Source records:
--- --- ---

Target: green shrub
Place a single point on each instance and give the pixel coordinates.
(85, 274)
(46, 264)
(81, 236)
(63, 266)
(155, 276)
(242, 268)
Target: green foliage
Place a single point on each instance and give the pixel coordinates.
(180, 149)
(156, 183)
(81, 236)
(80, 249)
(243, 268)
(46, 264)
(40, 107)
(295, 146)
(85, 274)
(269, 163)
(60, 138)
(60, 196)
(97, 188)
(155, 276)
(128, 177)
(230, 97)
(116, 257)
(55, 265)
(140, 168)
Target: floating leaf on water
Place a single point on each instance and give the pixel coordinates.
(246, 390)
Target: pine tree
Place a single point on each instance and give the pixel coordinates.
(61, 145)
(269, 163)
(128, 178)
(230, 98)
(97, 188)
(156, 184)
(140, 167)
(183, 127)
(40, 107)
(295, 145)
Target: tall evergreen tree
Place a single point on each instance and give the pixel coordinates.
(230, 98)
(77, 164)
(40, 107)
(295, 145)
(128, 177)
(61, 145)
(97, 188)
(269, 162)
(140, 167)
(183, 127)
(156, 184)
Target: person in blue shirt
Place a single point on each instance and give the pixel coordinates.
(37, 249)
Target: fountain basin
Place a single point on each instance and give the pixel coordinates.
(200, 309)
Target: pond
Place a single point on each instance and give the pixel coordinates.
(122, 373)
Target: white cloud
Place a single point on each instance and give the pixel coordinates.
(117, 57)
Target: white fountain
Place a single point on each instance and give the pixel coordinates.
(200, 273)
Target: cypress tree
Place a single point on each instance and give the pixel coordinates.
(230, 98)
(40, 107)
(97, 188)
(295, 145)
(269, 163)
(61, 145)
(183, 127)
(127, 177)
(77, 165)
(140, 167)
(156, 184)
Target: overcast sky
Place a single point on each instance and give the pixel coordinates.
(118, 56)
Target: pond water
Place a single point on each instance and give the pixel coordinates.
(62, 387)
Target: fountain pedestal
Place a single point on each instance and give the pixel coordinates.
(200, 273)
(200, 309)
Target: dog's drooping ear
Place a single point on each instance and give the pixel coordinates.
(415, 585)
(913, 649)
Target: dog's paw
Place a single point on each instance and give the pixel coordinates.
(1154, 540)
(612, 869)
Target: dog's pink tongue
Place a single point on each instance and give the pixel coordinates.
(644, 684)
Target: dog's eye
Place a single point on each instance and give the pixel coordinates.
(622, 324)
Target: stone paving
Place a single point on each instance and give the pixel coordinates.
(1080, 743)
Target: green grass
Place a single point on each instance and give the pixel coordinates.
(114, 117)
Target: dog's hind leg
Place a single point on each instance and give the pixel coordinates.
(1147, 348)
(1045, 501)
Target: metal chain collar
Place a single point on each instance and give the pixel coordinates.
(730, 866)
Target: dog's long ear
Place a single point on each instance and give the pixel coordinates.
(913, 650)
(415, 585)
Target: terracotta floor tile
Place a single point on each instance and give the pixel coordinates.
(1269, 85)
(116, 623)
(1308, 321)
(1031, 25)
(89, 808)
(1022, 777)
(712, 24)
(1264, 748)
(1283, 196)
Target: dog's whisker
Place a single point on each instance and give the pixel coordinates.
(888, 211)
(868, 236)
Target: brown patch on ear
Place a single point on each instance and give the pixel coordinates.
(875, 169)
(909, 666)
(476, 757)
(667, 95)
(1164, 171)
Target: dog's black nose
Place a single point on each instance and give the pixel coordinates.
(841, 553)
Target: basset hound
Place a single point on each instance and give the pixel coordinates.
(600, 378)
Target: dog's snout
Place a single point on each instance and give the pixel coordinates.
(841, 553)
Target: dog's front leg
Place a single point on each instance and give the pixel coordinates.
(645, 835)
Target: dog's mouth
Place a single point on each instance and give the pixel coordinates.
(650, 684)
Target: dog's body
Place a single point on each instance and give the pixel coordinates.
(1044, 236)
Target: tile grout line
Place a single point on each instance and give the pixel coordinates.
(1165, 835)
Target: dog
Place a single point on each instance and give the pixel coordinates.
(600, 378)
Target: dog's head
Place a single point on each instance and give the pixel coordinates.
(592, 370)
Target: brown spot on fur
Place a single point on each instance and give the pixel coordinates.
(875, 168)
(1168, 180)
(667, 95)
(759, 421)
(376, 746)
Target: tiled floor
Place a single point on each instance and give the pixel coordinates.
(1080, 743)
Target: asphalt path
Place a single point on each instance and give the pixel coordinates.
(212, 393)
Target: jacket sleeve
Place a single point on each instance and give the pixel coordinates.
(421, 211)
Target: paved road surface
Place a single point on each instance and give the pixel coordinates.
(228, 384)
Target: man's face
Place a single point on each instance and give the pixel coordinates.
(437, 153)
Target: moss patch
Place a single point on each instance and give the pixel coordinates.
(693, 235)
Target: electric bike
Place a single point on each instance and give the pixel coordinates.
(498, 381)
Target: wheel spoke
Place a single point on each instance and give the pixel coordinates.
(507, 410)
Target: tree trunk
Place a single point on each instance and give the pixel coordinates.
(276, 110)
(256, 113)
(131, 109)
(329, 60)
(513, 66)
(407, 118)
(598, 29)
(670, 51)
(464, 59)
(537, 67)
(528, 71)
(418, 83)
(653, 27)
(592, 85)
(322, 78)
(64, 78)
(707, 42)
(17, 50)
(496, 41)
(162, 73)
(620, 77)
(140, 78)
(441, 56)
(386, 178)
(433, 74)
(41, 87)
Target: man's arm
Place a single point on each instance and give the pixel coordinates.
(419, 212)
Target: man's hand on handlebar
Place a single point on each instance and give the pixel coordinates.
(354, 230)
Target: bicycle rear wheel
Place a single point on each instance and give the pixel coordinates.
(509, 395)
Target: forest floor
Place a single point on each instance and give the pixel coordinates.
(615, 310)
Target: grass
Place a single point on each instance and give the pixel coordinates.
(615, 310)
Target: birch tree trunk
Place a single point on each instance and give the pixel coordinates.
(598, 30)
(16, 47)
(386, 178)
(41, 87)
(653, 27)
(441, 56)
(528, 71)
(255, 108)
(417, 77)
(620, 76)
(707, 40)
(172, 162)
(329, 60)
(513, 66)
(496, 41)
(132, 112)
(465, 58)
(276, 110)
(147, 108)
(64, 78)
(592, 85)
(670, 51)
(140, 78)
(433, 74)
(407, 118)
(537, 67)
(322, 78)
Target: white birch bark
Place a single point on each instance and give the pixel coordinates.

--- --- ---

Please repeat the listing above in full and exactly.

Target: green shrub
Place a single point on each instance and give the pixel coordinates.
(85, 274)
(46, 264)
(81, 236)
(63, 266)
(155, 276)
(242, 268)
Target: green foliage
Place a single point on each instance and give the pixel coordinates.
(180, 149)
(156, 183)
(81, 236)
(80, 249)
(243, 268)
(46, 264)
(40, 107)
(295, 146)
(85, 274)
(269, 163)
(60, 138)
(60, 196)
(97, 188)
(155, 276)
(128, 177)
(230, 97)
(116, 257)
(55, 265)
(140, 168)
Target: floating leaf on water
Place a single point on each instance and give the pixel coordinates.
(246, 390)
Target: pine tree
Place a single point on each instance and give the pixel coordinates.
(61, 145)
(269, 163)
(128, 178)
(230, 98)
(97, 188)
(156, 184)
(140, 167)
(183, 127)
(40, 107)
(295, 145)
Target: tall evergreen tree
Place a single point on each instance and give the pixel coordinates.
(230, 98)
(77, 164)
(40, 107)
(295, 145)
(128, 177)
(61, 145)
(97, 188)
(269, 162)
(140, 167)
(183, 127)
(156, 184)
Target: person in blue shirt
Place a single point on each instance and give the pixel coordinates.
(37, 249)
Target: fountain basin
Place a single point on each instance and give the pixel coordinates.
(200, 309)
Target: pond
Place a single point on each instance and give the pixel coordinates.
(122, 373)
Target: white cloud
Place a single point on each instance and give the pixel coordinates.
(117, 57)
Target: white fountain
Place a single point on each instance and give the pixel coordinates.
(200, 273)
Target: cypress tree
Place a single point on each instance and give the pixel coordinates.
(230, 98)
(40, 107)
(97, 188)
(295, 145)
(269, 163)
(61, 145)
(183, 127)
(127, 177)
(77, 165)
(140, 167)
(156, 184)
Target: overcast sky
Place a single point on each instance and give the pixel coordinates.
(118, 56)
Target: pond water
Place a single point on each instance and give the pixel coordinates.
(62, 387)
Target: fountain pedestal
Place a single point on each instance and give the pixel coordinates.
(200, 273)
(200, 309)
Target: dog's drooping ear
Place a single point on each instance and give the pixel coordinates.
(415, 585)
(913, 649)
Target: dog's paw
Place a single point on each instance and give the pixel coordinates.
(1154, 540)
(612, 869)
Target: dog's pink tongue
Place a single point on each instance and give the pixel coordinates.
(644, 684)
Target: dog's eye
Place a single point on each instance and give the pixel coordinates.
(622, 324)
Target: stone paving
Place a single point on each instance and give the pixel coordinates.
(1080, 743)
Target: green grass
Place a single point on each instance and give the pixel coordinates.
(114, 117)
Target: dog's hind leg
Place a single point on each instance and give the pixel coordinates.
(1147, 348)
(1045, 501)
Target: metal chain collar
Place a single point on each instance and give the pixel coordinates.
(730, 866)
Target: dog's long ear
Place a single point on each instance and give the pixel coordinates.
(913, 650)
(415, 585)
Target: terracotta floor tile
Place a single point on each instance and give the pixel coordinates.
(1269, 85)
(116, 623)
(1308, 321)
(1031, 25)
(89, 808)
(1022, 777)
(712, 24)
(1264, 748)
(1283, 196)
Target: dog's whisker
Place a single point on each instance and give the pixel coordinates.
(888, 211)
(868, 236)
Target: brown patch on ear
Place a single point on each instance and give the pixel coordinates.
(875, 169)
(909, 666)
(476, 757)
(667, 95)
(1164, 171)
Target: dog's black nose
Place a single point on each instance and give the pixel coordinates.
(841, 553)
Target: basset hound
Place a single point on each instance and give the pixel coordinates.
(600, 378)
Target: dog's snout
Place a single point on each instance and give the pixel coordinates.
(841, 553)
Target: dog's front leg
Place a single point on each instance and give the pixel coordinates.
(645, 835)
Target: dog's mouth
Place a single point on each instance and give the pixel coordinates.
(650, 684)
Target: dog's body
Place a single point on each instance and give the pixel coordinates.
(1044, 236)
Target: tile grout line
Place a single point on each instance and give the pixel coordinates.
(1165, 835)
Target: dog
Place a single point on each instance and give the pixel coordinates.
(600, 378)
Target: dog's head
Place a single point on each instance and give the pixel coordinates.
(592, 370)
Target: brown spot on fur
Place a single point on each instance and give the pixel coordinates.
(875, 168)
(1168, 180)
(667, 95)
(759, 421)
(376, 746)
Target: tiled floor
Place a single point on each instance and give the pixel coordinates.
(1080, 743)
Target: asphalt path
Place a single point on each instance and give the pixel coordinates.
(212, 393)
Target: jacket sleeve
Place a single point on each instance and give the pixel coordinates.
(421, 211)
Target: paved road surface
Place a single point on each instance and give the pixel coordinates.
(228, 384)
Target: man's face
Place a single point on each instance and give the pixel coordinates.
(437, 153)
Target: moss patch
Place a single point on each instance and give the pixel coordinates.
(693, 235)
Target: electric bike
Place a single point on each instance and give the pixel coordinates.
(498, 381)
Target: wheel spoke
Place a single point on each instance and give the pixel coordinates.
(507, 410)
Target: tree trunk
Place a single point on each instance and give the pixel coordinates.
(276, 110)
(256, 113)
(131, 109)
(329, 60)
(513, 66)
(407, 118)
(598, 29)
(670, 51)
(464, 59)
(537, 67)
(528, 71)
(418, 83)
(653, 27)
(592, 85)
(322, 78)
(64, 78)
(707, 42)
(17, 50)
(496, 41)
(162, 73)
(620, 77)
(140, 78)
(441, 56)
(386, 178)
(433, 74)
(41, 87)
Target: man's arm
Place a single point on each instance and give the pixel coordinates.
(419, 212)
Target: man's hand on handlebar
Place a single point on each instance and give the pixel coordinates.
(354, 230)
Target: bicycle rear wheel
Place a single point on each instance and give the pixel coordinates.
(509, 395)
Target: forest floor
Place a single point on each instance and give the pixel coordinates.
(615, 310)
Target: grass
Place a single point on each instance and give the pixel coordinates.
(615, 310)
Target: birch tree trunk
Place a single point on each instance and give the pixel coordinates.
(598, 30)
(16, 47)
(386, 178)
(41, 87)
(653, 27)
(441, 56)
(528, 71)
(255, 108)
(417, 77)
(620, 76)
(707, 40)
(172, 162)
(329, 60)
(513, 66)
(496, 41)
(132, 112)
(465, 58)
(276, 110)
(147, 108)
(64, 78)
(592, 85)
(670, 51)
(140, 78)
(433, 74)
(407, 118)
(537, 67)
(322, 78)
Target: white birch bark
Place a single point on each instance and give the pixel coordinates.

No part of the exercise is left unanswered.